**AIM OF THE EXERCISE**
Reproduce the lines of every item below without any changes, but omit the pictures from your output.

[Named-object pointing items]

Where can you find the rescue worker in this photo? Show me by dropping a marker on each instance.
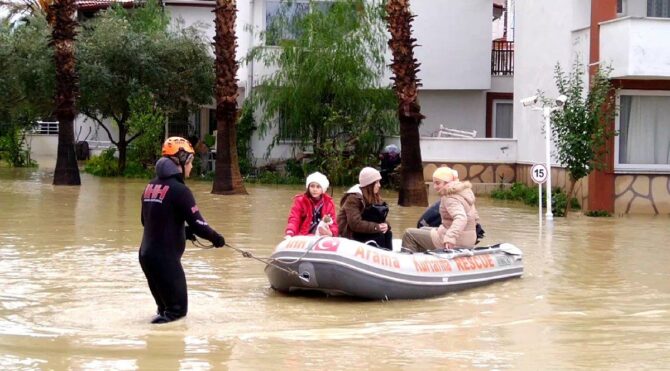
(166, 204)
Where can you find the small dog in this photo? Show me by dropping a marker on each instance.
(324, 223)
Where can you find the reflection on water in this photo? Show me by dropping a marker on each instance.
(595, 292)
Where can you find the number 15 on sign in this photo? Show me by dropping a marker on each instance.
(539, 175)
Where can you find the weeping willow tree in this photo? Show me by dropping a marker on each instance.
(326, 92)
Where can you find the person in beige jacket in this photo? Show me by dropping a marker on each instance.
(458, 212)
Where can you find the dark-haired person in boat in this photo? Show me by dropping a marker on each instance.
(362, 215)
(310, 208)
(167, 204)
(457, 211)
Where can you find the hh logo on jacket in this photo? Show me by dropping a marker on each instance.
(155, 193)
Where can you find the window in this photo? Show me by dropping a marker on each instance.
(658, 8)
(502, 119)
(212, 121)
(280, 17)
(644, 131)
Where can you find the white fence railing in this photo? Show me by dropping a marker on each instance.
(46, 128)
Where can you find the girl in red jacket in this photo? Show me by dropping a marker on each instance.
(310, 208)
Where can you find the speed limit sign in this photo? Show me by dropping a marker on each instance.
(538, 173)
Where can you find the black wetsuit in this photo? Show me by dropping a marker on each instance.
(166, 204)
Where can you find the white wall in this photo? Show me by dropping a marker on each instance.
(462, 109)
(204, 17)
(543, 38)
(485, 150)
(636, 47)
(455, 39)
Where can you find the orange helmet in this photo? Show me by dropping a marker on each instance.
(178, 147)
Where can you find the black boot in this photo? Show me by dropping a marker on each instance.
(159, 318)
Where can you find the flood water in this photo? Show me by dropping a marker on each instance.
(595, 293)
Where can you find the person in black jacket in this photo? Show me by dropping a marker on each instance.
(166, 205)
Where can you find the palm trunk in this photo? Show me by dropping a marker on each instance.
(572, 189)
(404, 66)
(61, 16)
(227, 177)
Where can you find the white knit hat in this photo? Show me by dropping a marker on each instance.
(319, 179)
(368, 176)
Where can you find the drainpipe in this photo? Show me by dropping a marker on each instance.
(601, 182)
(250, 64)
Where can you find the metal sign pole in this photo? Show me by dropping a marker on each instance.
(547, 128)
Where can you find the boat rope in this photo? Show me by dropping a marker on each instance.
(247, 254)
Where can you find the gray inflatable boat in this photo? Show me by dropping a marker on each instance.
(339, 266)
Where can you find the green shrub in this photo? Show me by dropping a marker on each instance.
(104, 165)
(273, 177)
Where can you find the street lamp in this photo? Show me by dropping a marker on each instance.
(547, 108)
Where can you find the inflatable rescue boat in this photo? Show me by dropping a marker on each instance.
(339, 266)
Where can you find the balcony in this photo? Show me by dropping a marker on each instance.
(636, 48)
(502, 58)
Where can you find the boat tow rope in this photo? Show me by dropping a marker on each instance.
(247, 254)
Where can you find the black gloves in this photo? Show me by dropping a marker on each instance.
(218, 241)
(189, 233)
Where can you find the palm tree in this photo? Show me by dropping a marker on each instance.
(227, 178)
(61, 17)
(405, 67)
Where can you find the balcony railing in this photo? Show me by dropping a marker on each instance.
(46, 128)
(502, 58)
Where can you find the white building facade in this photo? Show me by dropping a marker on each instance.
(631, 37)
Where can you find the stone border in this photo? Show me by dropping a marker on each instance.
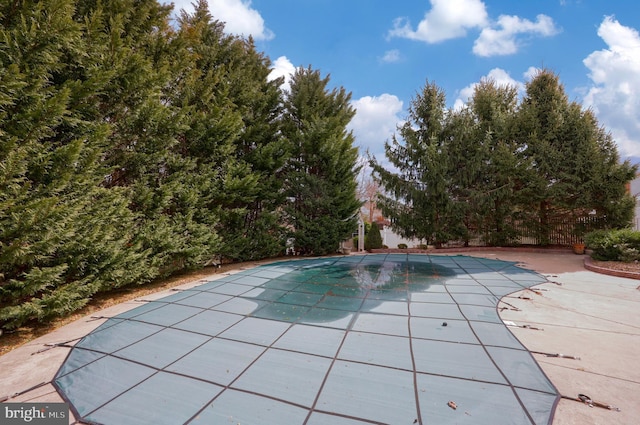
(588, 264)
(469, 249)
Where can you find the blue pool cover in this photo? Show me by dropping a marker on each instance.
(360, 339)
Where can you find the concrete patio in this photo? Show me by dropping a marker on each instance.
(577, 313)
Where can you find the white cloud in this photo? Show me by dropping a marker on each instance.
(615, 95)
(391, 56)
(500, 76)
(447, 19)
(238, 16)
(501, 37)
(282, 67)
(375, 121)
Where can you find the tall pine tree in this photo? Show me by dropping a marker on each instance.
(63, 237)
(419, 197)
(320, 178)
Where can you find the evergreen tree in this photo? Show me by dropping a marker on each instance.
(321, 173)
(373, 238)
(572, 160)
(419, 197)
(63, 237)
(498, 162)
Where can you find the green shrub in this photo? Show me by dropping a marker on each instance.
(614, 245)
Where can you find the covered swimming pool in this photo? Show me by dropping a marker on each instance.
(360, 339)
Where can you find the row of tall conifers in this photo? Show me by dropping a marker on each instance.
(511, 165)
(135, 144)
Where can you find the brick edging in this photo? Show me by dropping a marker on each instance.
(588, 264)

**THE REPLY**
Where can you find the rescue worker in this photo? Show me by dropping a marker on each instance.
(166, 204)
Where can you find the small dog in this photo? Show me by dropping a marker on each instance.
(324, 223)
Where can you find the reflection on water in this photo? Show me by dropping a marker on each instance.
(595, 292)
Where can you find the number 15 on sign in this photo? Show me by dropping a marker on each instance.
(539, 175)
Where can you find the weeping willow tree in this photo? Show me by dropping a marker on each instance.
(326, 92)
Where can you find the person in beige jacket in this photo? Show me by dropping a marker on each instance.
(458, 212)
Where can you find the dark-haired person in boat in this photo? Show me by dropping a marker on each instance.
(362, 215)
(310, 208)
(167, 204)
(457, 211)
Where can you find the hh logo on jacket in this photo? Show me by dropping a marker on each instance.
(155, 193)
Where can you find the window in this photo? Show me by dropping a marker on each instance.
(658, 8)
(502, 119)
(212, 121)
(280, 17)
(644, 131)
Where can you find the white fence railing in this photo? Show me by dropping a marker on each instance.
(46, 128)
Where can you find the girl in red jacket in this photo? Show me by dropping a marker on each instance.
(310, 208)
Where can you find the speed limit sign in this photo? Show me by dropping a marker on each instance.
(538, 173)
Where can you find the black wetsuit in this photo? Show me by dropping a marker on each instance.
(166, 204)
Where can you find the white wall in this photo? Show me by dropping a marker on each instance.
(462, 109)
(204, 17)
(543, 38)
(485, 150)
(636, 47)
(455, 39)
Where can you find the orange helmet in this photo? Show me by dropping a marker on each instance.
(178, 147)
Where can you find the black boot in this photo? Show me by dropping a marker on each instance.
(159, 318)
Where can you find the flood water in this photo? Show me by dropping a marker on each instance.
(595, 293)
Where can you find the person in black jacket in this photo? Show me by dropping a marker on each instance.
(166, 205)
Where can you find the palm trunk in this photo? Show me by dropping a marker on each instance.
(572, 189)
(404, 66)
(61, 16)
(227, 177)
Where can you find the white knit hat in this photo? Show me by dropping a marker on each instance.
(319, 179)
(368, 176)
Where can you find the drainpipe in this photo? Show me by dropping a marker on each instance.
(601, 182)
(250, 64)
Where can you find the metal sign pole in this photo? Show me by dropping a marker on each instance.
(547, 128)
Where can you find the boat rope in this photo? Show me by dropping a marker on each instance.
(247, 254)
Where can you find the gray inflatable boat in this photo? Show me by dropping a marker on each instance.
(339, 266)
Where can you find the green shrub in this photo? Show me by dropping a marker on each instance.
(104, 165)
(273, 177)
Where can you find the street lamp in this photo? Show me by dropping a marker on each instance.
(547, 108)
Where can you find the inflatable rescue boat in this photo? Show me by dropping a marker on each instance.
(339, 266)
Where can you find the balcony in this photo? Show me by dropping a marker on each instance.
(636, 48)
(502, 58)
Where can you find the boat tow rope in this photo? Show me by dropping a marker on each instance.
(247, 254)
Where can you find the black gloves in this photo? Show me by dropping a marker on each instance.
(218, 241)
(189, 233)
Where can you find the palm tree in this photo? Show me by dropping a marker on each instance.
(227, 178)
(61, 17)
(405, 67)
Where can you find the balcony railing in this photo? Show me by dropping a marker on each instance.
(46, 128)
(502, 58)
Where can you find the white building facade in this photo? Show me by dropping a marker on each instance.
(631, 37)
Where can you find the stone border in this photo? Show me by dropping a marker on each instance.
(588, 264)
(469, 249)
Where can you find the blue pool cover in this photo? Show me by dropping a marker on each instance.
(360, 339)
Where can you find the concrete patio in this photo? Show me by dropping a marker on each instance.
(577, 313)
Where can you find the white cloud in this photo? Show me by dropping a marker on each instance.
(615, 95)
(391, 56)
(500, 76)
(447, 19)
(238, 16)
(501, 37)
(282, 67)
(375, 121)
Where can you find the tall pine tree in this photo? Show me by dropping a marker on each instance.
(63, 237)
(419, 197)
(320, 178)
Where can you find the evergreen tree in this photo? Show me by dropping a marker on each instance.
(321, 173)
(373, 238)
(572, 160)
(419, 197)
(63, 237)
(498, 162)
Where can you find the green shrub in this photo? Show me by dropping a marker on each instance.
(614, 245)
Where can you find the covered swimming pool in this photo? Show me by dropping a marker on each instance.
(360, 339)
Where can you find the row of tall conifers in this photo? Show me by dropping a marker on each instance.
(511, 165)
(135, 144)
Where can you find the brick edging in this photo? Show me by dropping a marker on each instance.
(588, 264)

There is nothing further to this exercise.